[Opening MATERIAL FOR THIS EXERCISE section]

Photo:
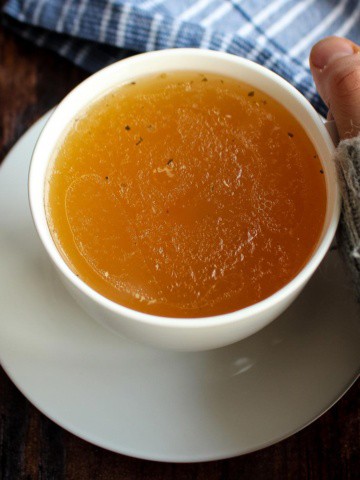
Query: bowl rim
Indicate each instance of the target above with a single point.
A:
(237, 316)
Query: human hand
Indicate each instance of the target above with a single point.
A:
(335, 66)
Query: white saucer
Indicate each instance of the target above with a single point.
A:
(154, 404)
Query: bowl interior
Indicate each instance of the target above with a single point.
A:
(174, 60)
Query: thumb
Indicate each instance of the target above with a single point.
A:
(335, 65)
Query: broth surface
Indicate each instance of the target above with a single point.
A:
(186, 195)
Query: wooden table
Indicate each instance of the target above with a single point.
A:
(33, 447)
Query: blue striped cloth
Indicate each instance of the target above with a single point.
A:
(277, 33)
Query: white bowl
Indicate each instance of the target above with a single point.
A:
(176, 333)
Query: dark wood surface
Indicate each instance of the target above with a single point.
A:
(33, 447)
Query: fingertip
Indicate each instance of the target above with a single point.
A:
(329, 49)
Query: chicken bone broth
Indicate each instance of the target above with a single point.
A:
(185, 194)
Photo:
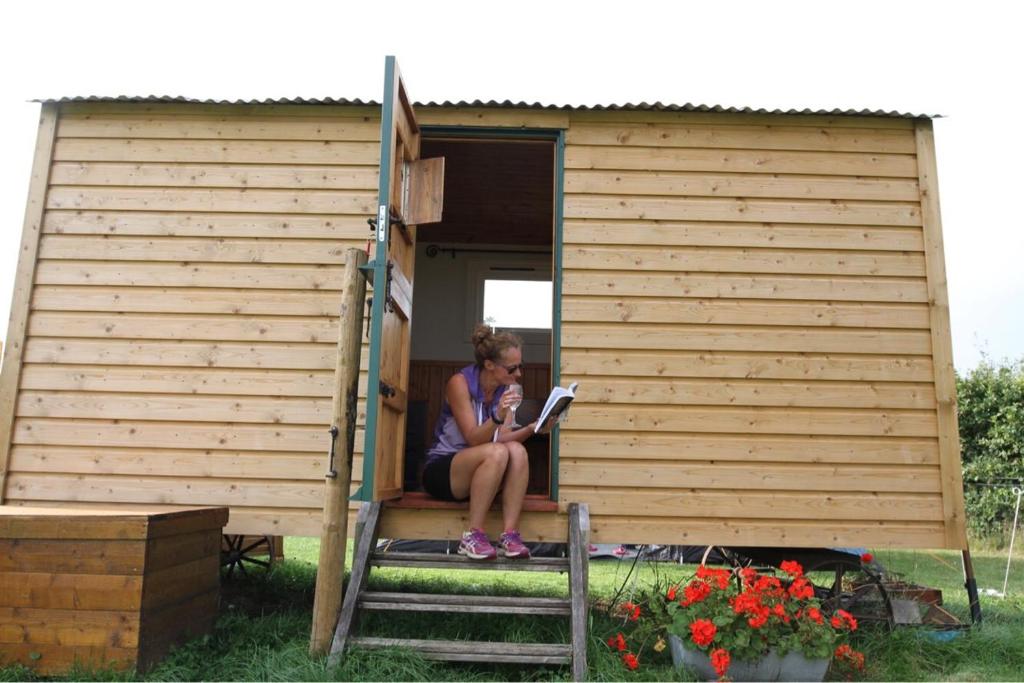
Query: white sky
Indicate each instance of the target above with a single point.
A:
(963, 60)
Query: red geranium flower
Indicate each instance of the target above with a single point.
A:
(801, 589)
(749, 574)
(792, 567)
(759, 619)
(695, 591)
(702, 632)
(617, 642)
(720, 659)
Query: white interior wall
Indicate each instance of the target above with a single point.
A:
(446, 301)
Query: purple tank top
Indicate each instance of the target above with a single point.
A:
(448, 438)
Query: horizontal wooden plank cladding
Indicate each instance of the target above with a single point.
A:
(181, 353)
(182, 300)
(69, 627)
(243, 382)
(245, 275)
(177, 408)
(737, 476)
(255, 520)
(660, 391)
(736, 184)
(167, 491)
(66, 591)
(778, 236)
(144, 434)
(743, 137)
(741, 311)
(205, 224)
(225, 200)
(792, 211)
(223, 152)
(103, 556)
(837, 422)
(803, 449)
(222, 250)
(214, 175)
(713, 259)
(738, 119)
(740, 161)
(142, 326)
(750, 338)
(169, 462)
(817, 288)
(792, 505)
(741, 365)
(335, 127)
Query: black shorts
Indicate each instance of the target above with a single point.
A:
(437, 478)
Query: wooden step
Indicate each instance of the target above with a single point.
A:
(456, 561)
(421, 501)
(478, 604)
(475, 650)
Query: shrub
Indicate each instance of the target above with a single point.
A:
(990, 400)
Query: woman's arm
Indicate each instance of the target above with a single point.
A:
(457, 393)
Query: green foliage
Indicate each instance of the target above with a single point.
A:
(991, 426)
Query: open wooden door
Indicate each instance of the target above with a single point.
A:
(410, 194)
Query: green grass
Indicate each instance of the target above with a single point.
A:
(263, 628)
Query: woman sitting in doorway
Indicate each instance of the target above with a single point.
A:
(475, 454)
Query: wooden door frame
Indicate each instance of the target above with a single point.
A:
(557, 136)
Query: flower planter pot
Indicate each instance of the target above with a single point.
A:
(793, 667)
(798, 668)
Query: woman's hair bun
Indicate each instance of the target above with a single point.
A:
(488, 345)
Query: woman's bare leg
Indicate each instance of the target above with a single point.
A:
(477, 472)
(514, 488)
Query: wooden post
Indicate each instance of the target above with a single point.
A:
(366, 544)
(25, 275)
(579, 590)
(331, 570)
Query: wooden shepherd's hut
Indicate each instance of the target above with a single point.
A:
(754, 304)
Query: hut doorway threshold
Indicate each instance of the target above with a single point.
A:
(358, 598)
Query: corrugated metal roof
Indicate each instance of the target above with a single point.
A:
(626, 107)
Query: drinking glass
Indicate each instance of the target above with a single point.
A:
(515, 392)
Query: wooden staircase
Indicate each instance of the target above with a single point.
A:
(358, 598)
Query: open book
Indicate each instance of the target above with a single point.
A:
(558, 401)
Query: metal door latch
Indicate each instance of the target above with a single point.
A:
(387, 390)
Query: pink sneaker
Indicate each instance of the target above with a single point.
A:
(513, 547)
(475, 546)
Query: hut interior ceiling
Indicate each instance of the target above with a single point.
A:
(497, 191)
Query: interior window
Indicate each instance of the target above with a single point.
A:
(517, 304)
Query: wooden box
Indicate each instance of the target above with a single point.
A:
(104, 588)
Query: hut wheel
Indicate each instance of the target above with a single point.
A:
(239, 550)
(849, 585)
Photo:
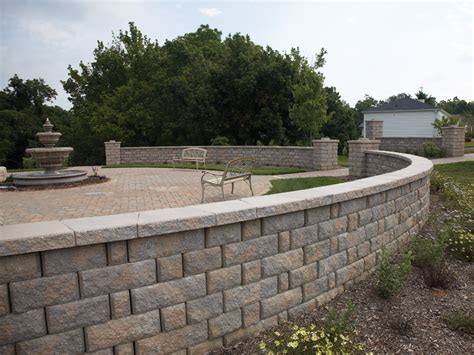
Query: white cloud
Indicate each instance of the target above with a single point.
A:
(211, 12)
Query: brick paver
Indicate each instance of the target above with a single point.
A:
(129, 190)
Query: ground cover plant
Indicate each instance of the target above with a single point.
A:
(286, 185)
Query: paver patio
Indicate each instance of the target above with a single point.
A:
(129, 190)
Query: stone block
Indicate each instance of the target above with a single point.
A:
(4, 300)
(253, 249)
(351, 206)
(282, 222)
(165, 245)
(281, 302)
(224, 279)
(251, 229)
(331, 264)
(304, 236)
(220, 235)
(313, 289)
(173, 317)
(168, 293)
(117, 278)
(318, 214)
(63, 261)
(251, 271)
(117, 252)
(27, 238)
(206, 347)
(78, 314)
(274, 265)
(303, 275)
(170, 268)
(283, 241)
(251, 314)
(122, 330)
(19, 267)
(197, 262)
(317, 251)
(71, 342)
(332, 227)
(93, 230)
(45, 291)
(349, 272)
(251, 293)
(120, 305)
(225, 323)
(124, 349)
(17, 327)
(166, 343)
(283, 282)
(301, 309)
(205, 308)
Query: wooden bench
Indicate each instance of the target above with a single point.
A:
(197, 155)
(239, 169)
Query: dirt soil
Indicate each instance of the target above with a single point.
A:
(412, 321)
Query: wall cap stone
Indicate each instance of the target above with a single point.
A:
(31, 237)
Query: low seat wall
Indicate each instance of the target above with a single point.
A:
(203, 276)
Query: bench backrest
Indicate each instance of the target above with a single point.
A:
(238, 167)
(194, 153)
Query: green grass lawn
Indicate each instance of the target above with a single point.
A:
(463, 172)
(286, 185)
(262, 170)
(343, 160)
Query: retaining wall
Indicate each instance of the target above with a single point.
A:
(200, 277)
(321, 156)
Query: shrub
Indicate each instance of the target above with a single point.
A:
(460, 321)
(337, 335)
(430, 149)
(391, 275)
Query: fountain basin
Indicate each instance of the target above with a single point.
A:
(39, 178)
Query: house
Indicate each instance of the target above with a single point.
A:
(405, 117)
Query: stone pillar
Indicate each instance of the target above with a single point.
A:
(112, 153)
(357, 158)
(453, 140)
(373, 129)
(325, 154)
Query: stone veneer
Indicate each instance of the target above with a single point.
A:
(195, 278)
(321, 156)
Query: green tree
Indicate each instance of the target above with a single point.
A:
(309, 108)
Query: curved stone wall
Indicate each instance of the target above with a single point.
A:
(204, 276)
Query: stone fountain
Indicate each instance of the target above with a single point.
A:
(51, 159)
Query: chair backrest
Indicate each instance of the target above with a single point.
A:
(238, 167)
(194, 153)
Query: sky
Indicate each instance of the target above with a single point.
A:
(375, 48)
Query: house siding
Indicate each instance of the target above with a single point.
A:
(406, 124)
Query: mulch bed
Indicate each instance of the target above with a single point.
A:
(413, 320)
(89, 181)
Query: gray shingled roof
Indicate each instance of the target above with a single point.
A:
(405, 104)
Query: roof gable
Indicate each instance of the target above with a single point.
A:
(405, 104)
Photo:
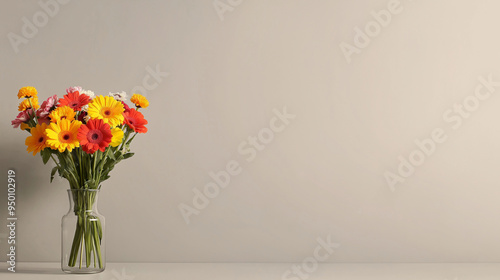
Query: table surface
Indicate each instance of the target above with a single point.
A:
(263, 271)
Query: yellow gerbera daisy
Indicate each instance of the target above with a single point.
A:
(106, 108)
(117, 137)
(139, 101)
(64, 112)
(27, 92)
(37, 141)
(63, 135)
(25, 105)
(24, 126)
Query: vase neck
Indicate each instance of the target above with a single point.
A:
(83, 201)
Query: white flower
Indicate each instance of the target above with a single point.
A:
(119, 96)
(89, 93)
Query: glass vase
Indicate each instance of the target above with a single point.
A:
(83, 234)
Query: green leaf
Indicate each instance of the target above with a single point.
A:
(52, 173)
(45, 155)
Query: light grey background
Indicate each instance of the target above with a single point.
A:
(322, 176)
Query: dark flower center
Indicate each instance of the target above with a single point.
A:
(95, 136)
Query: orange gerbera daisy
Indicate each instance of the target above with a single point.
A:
(106, 108)
(63, 135)
(139, 101)
(74, 100)
(37, 141)
(135, 120)
(60, 113)
(27, 103)
(95, 135)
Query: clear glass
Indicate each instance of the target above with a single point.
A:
(83, 234)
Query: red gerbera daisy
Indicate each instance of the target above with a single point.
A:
(74, 100)
(135, 120)
(95, 135)
(125, 106)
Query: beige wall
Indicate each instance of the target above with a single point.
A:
(322, 173)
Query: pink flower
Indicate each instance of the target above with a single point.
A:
(127, 108)
(73, 89)
(45, 119)
(47, 106)
(23, 116)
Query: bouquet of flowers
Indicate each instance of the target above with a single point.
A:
(86, 136)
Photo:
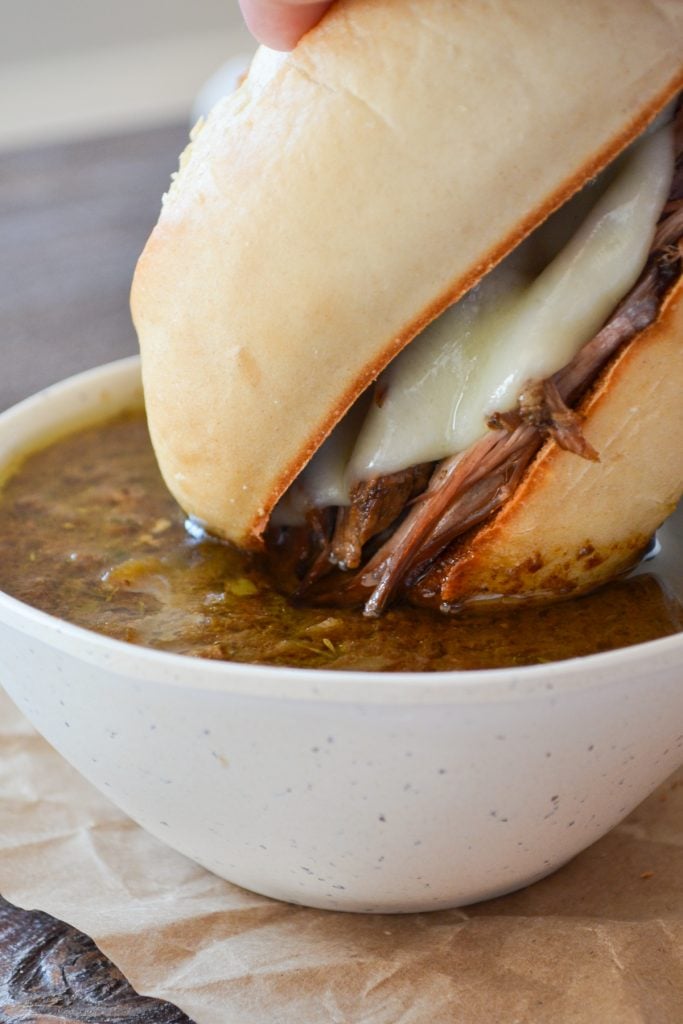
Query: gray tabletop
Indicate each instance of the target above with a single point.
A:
(73, 220)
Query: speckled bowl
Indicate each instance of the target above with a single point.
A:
(347, 791)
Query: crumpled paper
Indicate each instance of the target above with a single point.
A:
(599, 941)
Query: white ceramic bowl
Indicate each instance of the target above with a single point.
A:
(347, 791)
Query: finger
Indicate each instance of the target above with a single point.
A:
(279, 24)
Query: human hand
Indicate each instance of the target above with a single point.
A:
(281, 24)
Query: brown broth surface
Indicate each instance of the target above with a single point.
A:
(89, 532)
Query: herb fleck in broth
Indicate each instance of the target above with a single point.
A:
(88, 532)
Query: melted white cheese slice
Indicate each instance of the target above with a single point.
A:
(524, 321)
(476, 357)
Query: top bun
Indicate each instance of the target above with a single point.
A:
(348, 193)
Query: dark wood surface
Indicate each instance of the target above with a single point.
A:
(73, 220)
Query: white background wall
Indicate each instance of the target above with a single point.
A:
(70, 68)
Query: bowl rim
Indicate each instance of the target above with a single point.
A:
(247, 679)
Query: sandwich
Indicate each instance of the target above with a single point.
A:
(413, 308)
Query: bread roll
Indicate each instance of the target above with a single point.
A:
(346, 195)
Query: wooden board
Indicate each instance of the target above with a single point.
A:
(73, 219)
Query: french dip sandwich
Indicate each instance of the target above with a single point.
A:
(414, 307)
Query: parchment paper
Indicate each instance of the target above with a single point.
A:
(600, 942)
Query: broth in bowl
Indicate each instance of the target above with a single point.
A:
(89, 532)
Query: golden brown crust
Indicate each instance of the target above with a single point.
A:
(572, 524)
(301, 247)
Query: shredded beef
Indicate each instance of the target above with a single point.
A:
(466, 488)
(376, 504)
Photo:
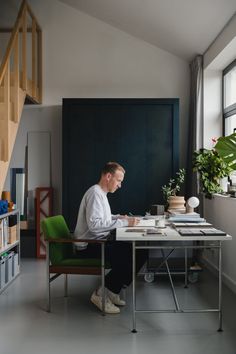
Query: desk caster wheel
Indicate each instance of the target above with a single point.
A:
(193, 277)
(149, 277)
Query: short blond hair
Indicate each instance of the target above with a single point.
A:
(112, 167)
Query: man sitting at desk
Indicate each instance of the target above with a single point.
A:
(95, 219)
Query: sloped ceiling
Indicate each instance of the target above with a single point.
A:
(182, 27)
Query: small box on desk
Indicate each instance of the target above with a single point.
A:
(24, 225)
(12, 234)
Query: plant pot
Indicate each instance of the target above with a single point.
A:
(177, 203)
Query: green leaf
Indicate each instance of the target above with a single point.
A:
(226, 148)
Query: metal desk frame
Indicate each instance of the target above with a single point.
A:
(135, 238)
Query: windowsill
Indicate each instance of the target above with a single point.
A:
(225, 196)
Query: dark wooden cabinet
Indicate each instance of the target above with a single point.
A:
(140, 134)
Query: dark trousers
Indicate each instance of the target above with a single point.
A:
(119, 255)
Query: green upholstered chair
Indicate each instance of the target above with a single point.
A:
(61, 258)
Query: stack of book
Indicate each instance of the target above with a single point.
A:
(186, 218)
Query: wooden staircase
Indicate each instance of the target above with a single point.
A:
(20, 80)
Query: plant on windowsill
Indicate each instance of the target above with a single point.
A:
(226, 148)
(212, 167)
(171, 190)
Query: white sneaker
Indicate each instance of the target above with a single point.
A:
(109, 306)
(115, 298)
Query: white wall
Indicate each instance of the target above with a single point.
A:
(212, 106)
(84, 57)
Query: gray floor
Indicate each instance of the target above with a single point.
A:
(76, 326)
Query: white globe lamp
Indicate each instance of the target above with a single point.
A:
(192, 203)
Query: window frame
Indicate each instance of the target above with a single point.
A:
(230, 110)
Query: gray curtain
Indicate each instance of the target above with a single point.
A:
(195, 135)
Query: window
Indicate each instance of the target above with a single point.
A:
(229, 99)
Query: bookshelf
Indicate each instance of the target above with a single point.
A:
(9, 248)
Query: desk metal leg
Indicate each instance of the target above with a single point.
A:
(48, 278)
(103, 276)
(65, 285)
(185, 267)
(220, 287)
(134, 286)
(171, 282)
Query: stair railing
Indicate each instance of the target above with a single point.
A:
(20, 70)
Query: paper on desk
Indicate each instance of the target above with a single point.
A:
(145, 223)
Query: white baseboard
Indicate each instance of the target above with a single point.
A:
(228, 281)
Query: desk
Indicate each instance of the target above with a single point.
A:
(170, 235)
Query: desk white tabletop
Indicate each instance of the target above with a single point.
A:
(138, 233)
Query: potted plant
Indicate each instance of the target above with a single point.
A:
(211, 168)
(226, 148)
(171, 190)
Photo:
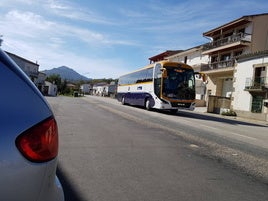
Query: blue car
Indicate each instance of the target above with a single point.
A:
(28, 139)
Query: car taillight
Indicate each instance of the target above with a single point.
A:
(40, 142)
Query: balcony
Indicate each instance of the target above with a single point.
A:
(258, 84)
(220, 65)
(227, 42)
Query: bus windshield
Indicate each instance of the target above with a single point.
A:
(179, 84)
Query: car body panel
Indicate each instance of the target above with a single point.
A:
(21, 107)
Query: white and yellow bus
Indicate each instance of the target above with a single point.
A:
(163, 85)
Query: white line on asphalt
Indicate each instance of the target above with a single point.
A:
(252, 138)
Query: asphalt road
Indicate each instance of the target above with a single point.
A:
(114, 152)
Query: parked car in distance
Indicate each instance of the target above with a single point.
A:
(28, 139)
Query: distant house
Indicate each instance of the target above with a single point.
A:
(100, 89)
(50, 89)
(85, 88)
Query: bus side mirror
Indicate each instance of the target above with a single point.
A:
(164, 72)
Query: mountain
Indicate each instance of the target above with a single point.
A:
(66, 73)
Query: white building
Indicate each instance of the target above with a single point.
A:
(85, 88)
(250, 90)
(100, 89)
(50, 89)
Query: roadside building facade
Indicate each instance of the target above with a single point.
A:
(250, 89)
(246, 35)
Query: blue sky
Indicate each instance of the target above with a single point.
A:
(104, 38)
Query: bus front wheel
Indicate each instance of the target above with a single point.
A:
(123, 101)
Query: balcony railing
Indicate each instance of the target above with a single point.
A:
(257, 83)
(228, 40)
(218, 65)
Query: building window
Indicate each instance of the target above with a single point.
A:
(256, 106)
(185, 59)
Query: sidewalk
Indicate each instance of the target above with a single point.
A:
(203, 110)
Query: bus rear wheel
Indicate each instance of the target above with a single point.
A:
(173, 111)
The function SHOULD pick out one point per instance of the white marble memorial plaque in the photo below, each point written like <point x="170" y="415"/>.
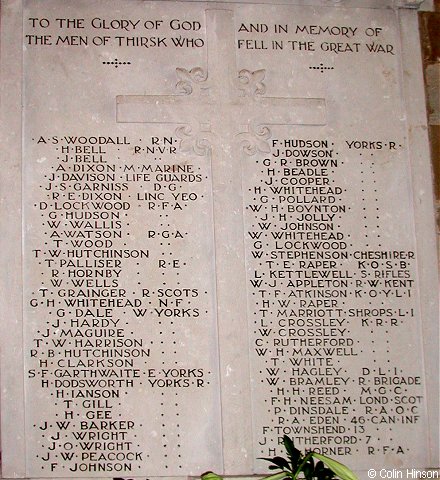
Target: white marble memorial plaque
<point x="227" y="237"/>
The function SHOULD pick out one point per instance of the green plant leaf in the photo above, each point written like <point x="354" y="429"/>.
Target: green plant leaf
<point x="277" y="476"/>
<point x="211" y="476"/>
<point x="340" y="470"/>
<point x="290" y="447"/>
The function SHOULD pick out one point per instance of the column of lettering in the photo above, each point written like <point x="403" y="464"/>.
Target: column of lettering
<point x="84" y="358"/>
<point x="325" y="368"/>
<point x="114" y="304"/>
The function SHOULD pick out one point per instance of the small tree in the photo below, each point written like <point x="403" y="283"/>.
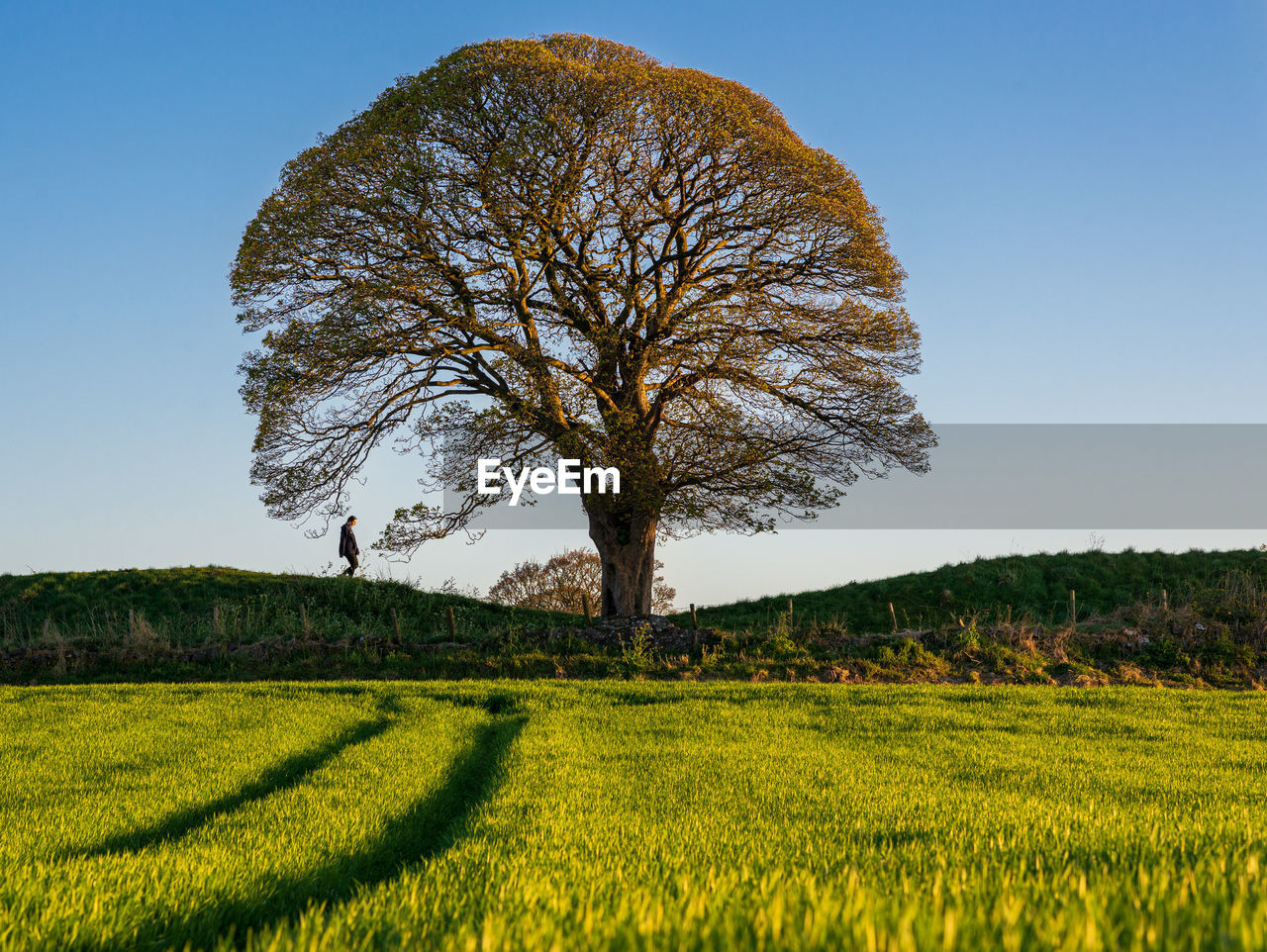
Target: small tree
<point x="559" y="584"/>
<point x="561" y="245"/>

[Closing MATERIAL FOR THIS EXERCISE section]

Once the line containing "Query: red geranium flower" has been located, transcribe exactly and only every line from the first line of the entries through it, excluding pictures.

Photo:
Query: bowl rim
Indicate each instance of the target above with a single point.
A:
(237, 316)
Query: human hand
Indicate each instance of the target above with a single point.
A:
(335, 66)
Query: white saucer
Indicate each instance of the target above with a single point.
A:
(154, 404)
Query: bowl interior
Indicate each instance of the target above with a single point.
A:
(174, 60)
Query: thumb
Indicate each instance of the target above with a single point.
A:
(335, 65)
Query: broth surface
Indicate each instance of the target above with a single point.
A:
(186, 195)
Query: wooden table
Indicate each instance of the target above with a single point.
A:
(33, 447)
Query: blue striped cloth
Indicate each instance of the target above with a single point.
A:
(277, 33)
Query: white bowl
Indicate each instance of the target above with a single point.
A:
(176, 333)
Query: dark wood surface
Indicate each instance of the target above with a single point.
A:
(33, 447)
Query: fingertip
Indicate each instance of the target above with a single point.
A:
(329, 49)
Query: chicken bone broth
Indicate each instance of the target above with a single point.
A:
(185, 194)
Photo:
Query: white sky
Indicate each instance of the target above with a single point.
A:
(963, 60)
Query: red geranium flower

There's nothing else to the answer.